──────── Excerpted data

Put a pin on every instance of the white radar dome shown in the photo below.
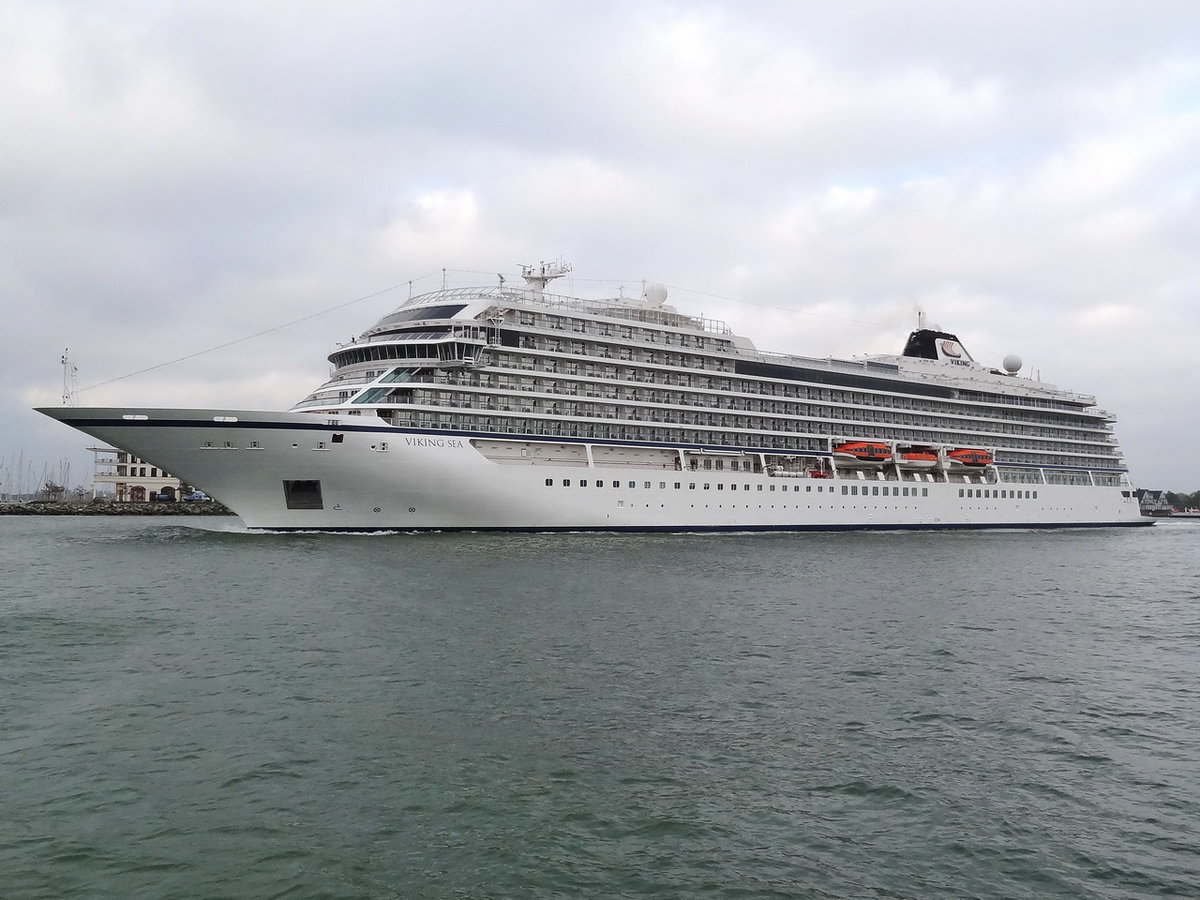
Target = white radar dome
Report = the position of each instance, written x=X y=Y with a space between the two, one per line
x=655 y=294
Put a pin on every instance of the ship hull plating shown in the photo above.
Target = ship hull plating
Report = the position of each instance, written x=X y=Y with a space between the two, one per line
x=301 y=472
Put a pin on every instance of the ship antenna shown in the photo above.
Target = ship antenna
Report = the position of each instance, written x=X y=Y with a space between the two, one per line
x=539 y=276
x=70 y=382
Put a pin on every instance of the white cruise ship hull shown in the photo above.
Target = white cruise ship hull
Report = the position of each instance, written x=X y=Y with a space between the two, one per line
x=373 y=477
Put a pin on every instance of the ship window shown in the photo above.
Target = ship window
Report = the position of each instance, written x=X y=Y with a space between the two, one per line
x=303 y=495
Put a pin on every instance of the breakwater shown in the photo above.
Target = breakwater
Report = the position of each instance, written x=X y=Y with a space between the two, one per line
x=111 y=508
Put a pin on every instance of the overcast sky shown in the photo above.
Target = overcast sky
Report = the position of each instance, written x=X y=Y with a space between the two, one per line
x=177 y=177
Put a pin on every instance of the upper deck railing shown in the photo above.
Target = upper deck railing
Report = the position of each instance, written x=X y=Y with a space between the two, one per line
x=611 y=307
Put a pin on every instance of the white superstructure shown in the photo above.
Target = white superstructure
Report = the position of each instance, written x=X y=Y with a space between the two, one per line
x=514 y=408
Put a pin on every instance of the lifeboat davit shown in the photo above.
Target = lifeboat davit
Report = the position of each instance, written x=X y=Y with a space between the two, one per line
x=917 y=460
x=969 y=456
x=862 y=453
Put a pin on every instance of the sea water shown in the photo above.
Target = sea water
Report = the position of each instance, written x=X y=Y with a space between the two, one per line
x=193 y=711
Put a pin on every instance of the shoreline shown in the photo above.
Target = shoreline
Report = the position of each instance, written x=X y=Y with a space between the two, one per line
x=111 y=508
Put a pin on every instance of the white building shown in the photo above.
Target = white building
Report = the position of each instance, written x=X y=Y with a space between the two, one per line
x=133 y=480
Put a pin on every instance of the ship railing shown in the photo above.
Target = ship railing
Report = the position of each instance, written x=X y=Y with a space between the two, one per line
x=615 y=307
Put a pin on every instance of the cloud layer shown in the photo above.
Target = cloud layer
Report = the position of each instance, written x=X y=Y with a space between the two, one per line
x=175 y=177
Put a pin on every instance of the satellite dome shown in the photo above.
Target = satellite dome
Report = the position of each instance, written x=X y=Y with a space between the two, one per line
x=655 y=294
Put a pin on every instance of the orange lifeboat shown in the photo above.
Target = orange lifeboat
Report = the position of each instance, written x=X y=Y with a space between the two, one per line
x=969 y=456
x=864 y=453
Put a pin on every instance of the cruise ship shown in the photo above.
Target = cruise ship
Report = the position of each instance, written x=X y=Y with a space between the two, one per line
x=510 y=407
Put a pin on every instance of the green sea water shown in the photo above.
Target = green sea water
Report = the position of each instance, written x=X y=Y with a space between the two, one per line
x=191 y=711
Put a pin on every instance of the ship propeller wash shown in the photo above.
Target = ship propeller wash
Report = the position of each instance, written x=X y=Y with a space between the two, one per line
x=514 y=408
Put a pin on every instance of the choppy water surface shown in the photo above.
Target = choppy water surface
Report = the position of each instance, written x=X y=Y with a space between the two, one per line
x=190 y=711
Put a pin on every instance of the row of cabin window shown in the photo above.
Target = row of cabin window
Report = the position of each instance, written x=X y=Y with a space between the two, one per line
x=993 y=493
x=847 y=490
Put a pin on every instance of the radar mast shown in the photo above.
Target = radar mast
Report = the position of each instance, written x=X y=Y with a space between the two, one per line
x=539 y=276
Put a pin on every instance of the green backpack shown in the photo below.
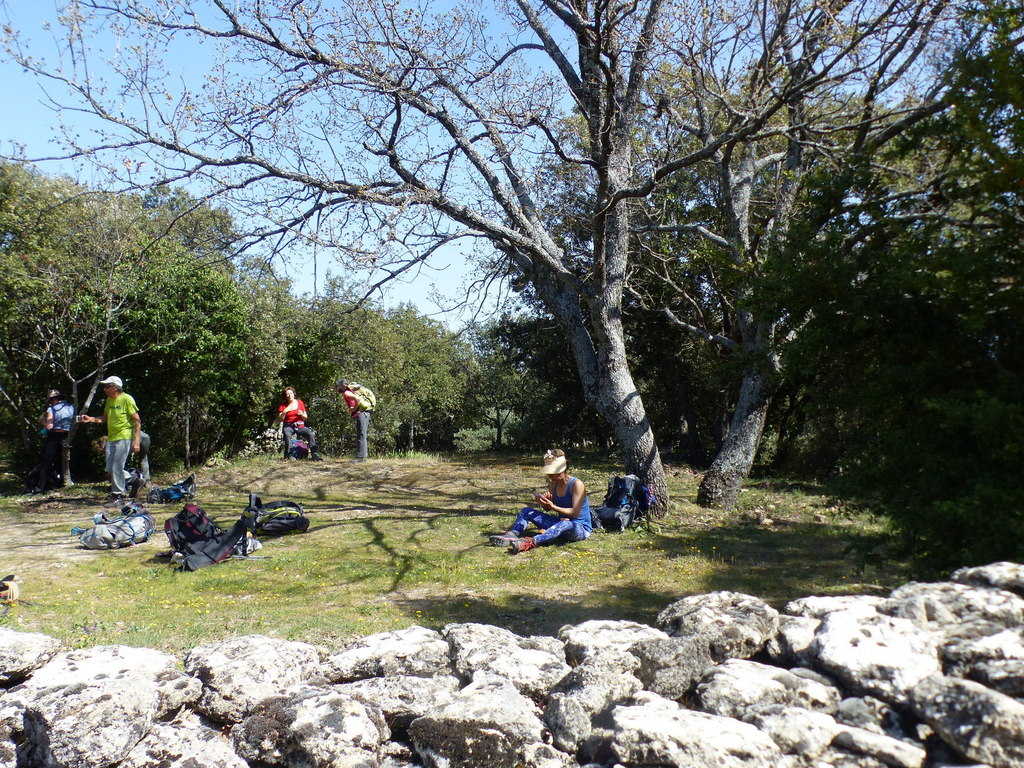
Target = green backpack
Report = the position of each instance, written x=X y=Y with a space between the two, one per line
x=368 y=400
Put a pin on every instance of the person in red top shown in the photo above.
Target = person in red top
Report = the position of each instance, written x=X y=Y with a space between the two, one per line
x=292 y=414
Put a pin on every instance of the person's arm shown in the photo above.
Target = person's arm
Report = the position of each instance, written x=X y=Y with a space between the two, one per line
x=571 y=513
x=350 y=402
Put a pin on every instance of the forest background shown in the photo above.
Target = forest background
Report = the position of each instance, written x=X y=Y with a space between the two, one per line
x=893 y=366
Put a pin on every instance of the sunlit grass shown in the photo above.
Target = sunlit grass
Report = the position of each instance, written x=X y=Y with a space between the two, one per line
x=395 y=542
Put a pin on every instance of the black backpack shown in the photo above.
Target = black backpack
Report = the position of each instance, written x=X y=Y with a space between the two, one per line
x=276 y=517
x=626 y=501
x=134 y=482
x=198 y=541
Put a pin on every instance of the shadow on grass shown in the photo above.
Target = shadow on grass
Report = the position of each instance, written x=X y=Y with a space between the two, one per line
x=537 y=614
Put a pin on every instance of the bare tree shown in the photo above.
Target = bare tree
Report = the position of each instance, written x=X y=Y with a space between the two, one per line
x=793 y=88
x=386 y=130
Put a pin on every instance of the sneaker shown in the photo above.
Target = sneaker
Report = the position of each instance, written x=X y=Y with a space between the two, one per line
x=503 y=540
x=521 y=545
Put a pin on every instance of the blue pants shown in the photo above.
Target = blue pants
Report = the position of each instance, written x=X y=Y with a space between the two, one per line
x=361 y=427
x=555 y=528
x=303 y=433
x=117 y=456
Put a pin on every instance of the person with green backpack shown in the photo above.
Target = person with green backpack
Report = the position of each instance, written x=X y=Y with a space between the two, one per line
x=360 y=402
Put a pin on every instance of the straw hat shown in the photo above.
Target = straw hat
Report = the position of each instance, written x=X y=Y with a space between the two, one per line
x=553 y=464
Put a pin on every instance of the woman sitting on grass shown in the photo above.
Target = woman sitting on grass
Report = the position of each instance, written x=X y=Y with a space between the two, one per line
x=566 y=511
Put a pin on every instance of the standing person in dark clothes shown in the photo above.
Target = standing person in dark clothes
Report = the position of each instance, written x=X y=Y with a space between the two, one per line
x=360 y=408
x=56 y=421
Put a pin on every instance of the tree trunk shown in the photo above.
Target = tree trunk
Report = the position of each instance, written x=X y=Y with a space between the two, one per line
x=608 y=387
x=721 y=484
x=66 y=460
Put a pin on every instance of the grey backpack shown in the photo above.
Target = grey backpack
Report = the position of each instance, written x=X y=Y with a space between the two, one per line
x=132 y=525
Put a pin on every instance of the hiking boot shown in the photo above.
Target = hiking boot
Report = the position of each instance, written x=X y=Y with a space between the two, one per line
x=503 y=540
x=521 y=545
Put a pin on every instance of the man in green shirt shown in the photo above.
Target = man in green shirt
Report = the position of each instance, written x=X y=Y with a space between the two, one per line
x=124 y=427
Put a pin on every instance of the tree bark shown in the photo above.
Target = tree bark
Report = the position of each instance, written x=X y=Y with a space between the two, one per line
x=723 y=481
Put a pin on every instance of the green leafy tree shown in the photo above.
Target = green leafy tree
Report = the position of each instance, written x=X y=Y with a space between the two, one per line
x=104 y=284
x=910 y=313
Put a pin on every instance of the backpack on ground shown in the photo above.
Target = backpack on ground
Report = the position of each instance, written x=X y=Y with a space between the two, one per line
x=298 y=449
x=368 y=400
x=626 y=501
x=276 y=517
x=174 y=493
x=134 y=481
x=198 y=541
x=132 y=525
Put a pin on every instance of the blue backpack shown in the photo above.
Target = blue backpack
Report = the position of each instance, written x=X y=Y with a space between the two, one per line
x=177 y=492
x=627 y=500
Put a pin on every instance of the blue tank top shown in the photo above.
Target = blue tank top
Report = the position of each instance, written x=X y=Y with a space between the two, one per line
x=64 y=415
x=566 y=501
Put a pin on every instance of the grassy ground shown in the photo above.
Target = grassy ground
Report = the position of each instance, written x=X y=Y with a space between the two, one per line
x=396 y=542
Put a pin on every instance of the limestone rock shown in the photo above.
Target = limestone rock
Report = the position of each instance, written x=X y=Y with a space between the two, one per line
x=488 y=723
x=402 y=697
x=657 y=734
x=312 y=727
x=979 y=723
x=735 y=626
x=736 y=686
x=239 y=674
x=535 y=666
x=414 y=651
x=882 y=655
x=23 y=652
x=87 y=709
x=185 y=742
x=600 y=636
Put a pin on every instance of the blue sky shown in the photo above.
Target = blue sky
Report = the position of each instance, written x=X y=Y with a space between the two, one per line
x=30 y=126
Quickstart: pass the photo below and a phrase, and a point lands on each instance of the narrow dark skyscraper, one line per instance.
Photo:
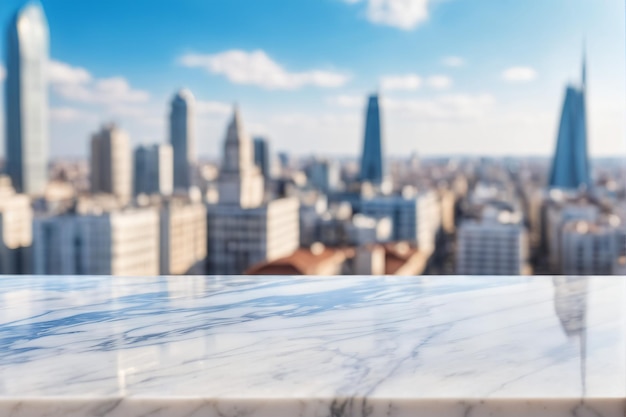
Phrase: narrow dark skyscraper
(372, 160)
(26, 104)
(182, 138)
(570, 167)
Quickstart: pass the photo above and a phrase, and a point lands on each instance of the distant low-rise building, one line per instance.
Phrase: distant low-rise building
(495, 244)
(15, 230)
(123, 243)
(183, 238)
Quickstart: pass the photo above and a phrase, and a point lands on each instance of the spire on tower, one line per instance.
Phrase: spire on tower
(584, 74)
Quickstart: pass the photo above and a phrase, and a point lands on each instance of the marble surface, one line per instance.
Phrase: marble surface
(312, 347)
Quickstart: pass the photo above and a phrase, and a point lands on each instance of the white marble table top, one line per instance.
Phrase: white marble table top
(312, 347)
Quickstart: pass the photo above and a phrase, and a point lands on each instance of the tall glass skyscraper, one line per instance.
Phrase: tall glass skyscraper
(26, 102)
(372, 160)
(570, 168)
(182, 138)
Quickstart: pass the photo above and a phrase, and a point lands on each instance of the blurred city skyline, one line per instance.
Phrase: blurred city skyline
(454, 78)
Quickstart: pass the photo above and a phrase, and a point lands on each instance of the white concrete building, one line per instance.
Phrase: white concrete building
(416, 217)
(183, 237)
(111, 163)
(557, 215)
(240, 238)
(154, 170)
(242, 229)
(124, 243)
(590, 248)
(496, 244)
(16, 217)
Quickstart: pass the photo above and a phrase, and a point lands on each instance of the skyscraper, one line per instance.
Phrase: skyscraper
(153, 170)
(111, 164)
(182, 138)
(240, 182)
(570, 167)
(262, 155)
(372, 163)
(243, 229)
(27, 100)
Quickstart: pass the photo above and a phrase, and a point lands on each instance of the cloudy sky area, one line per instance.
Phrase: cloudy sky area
(457, 76)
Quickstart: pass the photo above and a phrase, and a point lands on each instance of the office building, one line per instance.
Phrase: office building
(262, 156)
(243, 229)
(372, 159)
(123, 243)
(416, 216)
(15, 230)
(240, 182)
(182, 138)
(589, 248)
(26, 104)
(153, 166)
(111, 164)
(570, 167)
(183, 238)
(495, 244)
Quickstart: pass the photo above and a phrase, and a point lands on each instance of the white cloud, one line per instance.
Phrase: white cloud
(408, 82)
(447, 107)
(439, 82)
(348, 101)
(211, 108)
(77, 84)
(402, 14)
(62, 73)
(453, 61)
(257, 68)
(68, 114)
(444, 108)
(519, 74)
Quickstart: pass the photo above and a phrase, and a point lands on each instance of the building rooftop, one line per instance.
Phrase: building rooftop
(312, 346)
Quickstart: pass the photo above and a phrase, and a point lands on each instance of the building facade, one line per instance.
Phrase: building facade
(26, 104)
(497, 244)
(372, 159)
(111, 163)
(183, 238)
(570, 167)
(182, 138)
(16, 217)
(243, 229)
(122, 243)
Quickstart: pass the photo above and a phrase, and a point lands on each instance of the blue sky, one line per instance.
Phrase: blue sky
(457, 76)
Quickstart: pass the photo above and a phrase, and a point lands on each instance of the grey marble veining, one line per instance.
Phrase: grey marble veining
(312, 347)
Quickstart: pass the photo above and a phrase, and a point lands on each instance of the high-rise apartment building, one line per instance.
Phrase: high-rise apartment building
(182, 138)
(123, 243)
(26, 104)
(243, 229)
(570, 167)
(16, 218)
(111, 163)
(183, 238)
(589, 248)
(495, 244)
(372, 159)
(154, 170)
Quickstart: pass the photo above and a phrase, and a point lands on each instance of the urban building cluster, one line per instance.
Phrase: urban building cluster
(158, 209)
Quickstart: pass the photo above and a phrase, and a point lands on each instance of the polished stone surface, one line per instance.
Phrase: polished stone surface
(300, 347)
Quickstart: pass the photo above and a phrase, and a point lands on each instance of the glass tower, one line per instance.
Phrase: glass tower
(182, 138)
(26, 94)
(570, 167)
(372, 163)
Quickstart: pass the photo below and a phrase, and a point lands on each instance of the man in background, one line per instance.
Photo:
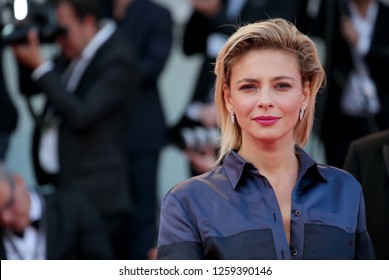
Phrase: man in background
(58, 225)
(91, 90)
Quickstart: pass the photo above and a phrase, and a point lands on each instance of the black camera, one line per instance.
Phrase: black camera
(199, 138)
(39, 16)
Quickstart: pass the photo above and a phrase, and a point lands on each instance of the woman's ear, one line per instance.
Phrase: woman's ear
(306, 93)
(227, 97)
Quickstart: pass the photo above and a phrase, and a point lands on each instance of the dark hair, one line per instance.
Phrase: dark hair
(83, 8)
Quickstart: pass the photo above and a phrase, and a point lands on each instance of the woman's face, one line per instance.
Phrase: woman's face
(266, 95)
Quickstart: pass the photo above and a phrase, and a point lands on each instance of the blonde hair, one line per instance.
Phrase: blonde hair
(267, 34)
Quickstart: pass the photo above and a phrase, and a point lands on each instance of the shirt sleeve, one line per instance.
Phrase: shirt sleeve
(178, 238)
(363, 246)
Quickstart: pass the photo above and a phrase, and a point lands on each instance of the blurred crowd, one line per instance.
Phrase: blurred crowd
(97, 140)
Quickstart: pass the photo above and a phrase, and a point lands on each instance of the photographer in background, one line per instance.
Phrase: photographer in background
(8, 112)
(91, 90)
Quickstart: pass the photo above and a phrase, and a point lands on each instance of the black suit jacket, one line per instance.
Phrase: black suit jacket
(339, 65)
(8, 112)
(149, 28)
(93, 122)
(368, 161)
(74, 231)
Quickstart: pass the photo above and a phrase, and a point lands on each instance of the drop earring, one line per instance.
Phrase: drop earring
(302, 111)
(232, 116)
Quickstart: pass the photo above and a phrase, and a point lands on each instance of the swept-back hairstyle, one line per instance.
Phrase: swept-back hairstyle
(278, 34)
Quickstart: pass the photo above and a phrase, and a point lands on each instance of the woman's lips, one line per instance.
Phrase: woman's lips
(266, 120)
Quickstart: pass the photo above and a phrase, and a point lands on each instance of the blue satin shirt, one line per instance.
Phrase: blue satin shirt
(232, 212)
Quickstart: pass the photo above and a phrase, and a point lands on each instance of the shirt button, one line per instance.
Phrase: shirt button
(297, 213)
(294, 252)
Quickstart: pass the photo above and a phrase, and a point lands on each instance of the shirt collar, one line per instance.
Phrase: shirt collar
(106, 30)
(36, 206)
(235, 166)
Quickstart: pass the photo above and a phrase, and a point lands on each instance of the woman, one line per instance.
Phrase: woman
(267, 198)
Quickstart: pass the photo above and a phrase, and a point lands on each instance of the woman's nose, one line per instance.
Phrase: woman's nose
(265, 99)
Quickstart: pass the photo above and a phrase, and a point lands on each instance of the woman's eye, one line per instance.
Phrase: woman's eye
(283, 85)
(247, 87)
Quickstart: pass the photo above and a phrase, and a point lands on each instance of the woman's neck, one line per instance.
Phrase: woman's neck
(271, 159)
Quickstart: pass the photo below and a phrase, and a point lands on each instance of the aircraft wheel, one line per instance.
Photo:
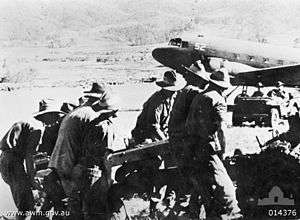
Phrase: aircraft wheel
(236, 121)
(274, 119)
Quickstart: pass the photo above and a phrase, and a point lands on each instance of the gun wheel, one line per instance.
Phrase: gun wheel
(274, 119)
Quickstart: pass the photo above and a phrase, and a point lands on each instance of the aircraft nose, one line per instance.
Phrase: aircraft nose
(173, 57)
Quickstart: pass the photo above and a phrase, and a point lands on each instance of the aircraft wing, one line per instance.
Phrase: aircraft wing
(289, 75)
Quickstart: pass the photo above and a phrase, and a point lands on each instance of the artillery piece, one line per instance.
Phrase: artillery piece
(268, 183)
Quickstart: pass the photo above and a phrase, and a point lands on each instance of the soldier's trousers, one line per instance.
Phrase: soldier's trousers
(216, 184)
(13, 173)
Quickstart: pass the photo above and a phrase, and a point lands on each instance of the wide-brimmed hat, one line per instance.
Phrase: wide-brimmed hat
(109, 101)
(279, 83)
(171, 81)
(48, 106)
(197, 69)
(220, 78)
(97, 90)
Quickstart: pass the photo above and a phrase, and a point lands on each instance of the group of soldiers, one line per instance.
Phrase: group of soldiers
(189, 111)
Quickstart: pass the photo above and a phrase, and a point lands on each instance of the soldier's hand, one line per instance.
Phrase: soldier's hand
(36, 185)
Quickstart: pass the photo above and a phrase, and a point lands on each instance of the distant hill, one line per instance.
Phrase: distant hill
(62, 23)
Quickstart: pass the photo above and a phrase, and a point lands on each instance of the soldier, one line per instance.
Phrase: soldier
(206, 126)
(278, 91)
(292, 135)
(51, 116)
(84, 137)
(258, 92)
(18, 145)
(197, 78)
(152, 123)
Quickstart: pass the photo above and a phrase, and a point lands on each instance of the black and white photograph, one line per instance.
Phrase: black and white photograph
(149, 109)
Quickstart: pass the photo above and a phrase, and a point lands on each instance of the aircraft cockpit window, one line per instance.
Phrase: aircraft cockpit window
(251, 58)
(176, 42)
(266, 60)
(280, 62)
(185, 44)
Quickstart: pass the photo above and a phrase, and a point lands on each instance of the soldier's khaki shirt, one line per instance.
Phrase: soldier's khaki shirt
(180, 111)
(207, 112)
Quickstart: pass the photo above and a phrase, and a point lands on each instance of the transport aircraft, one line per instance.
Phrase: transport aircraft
(248, 62)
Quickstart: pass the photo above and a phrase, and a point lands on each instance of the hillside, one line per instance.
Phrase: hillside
(74, 42)
(64, 23)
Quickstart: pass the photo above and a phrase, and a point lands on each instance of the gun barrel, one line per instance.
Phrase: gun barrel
(141, 152)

────────────────

#### Exercise
Scan the records above. Return every line with "orange" in it.

#### Result of this task
Put a pin on every instance of the orange lifeboat shown in the photo above.
Target = orange lifeboat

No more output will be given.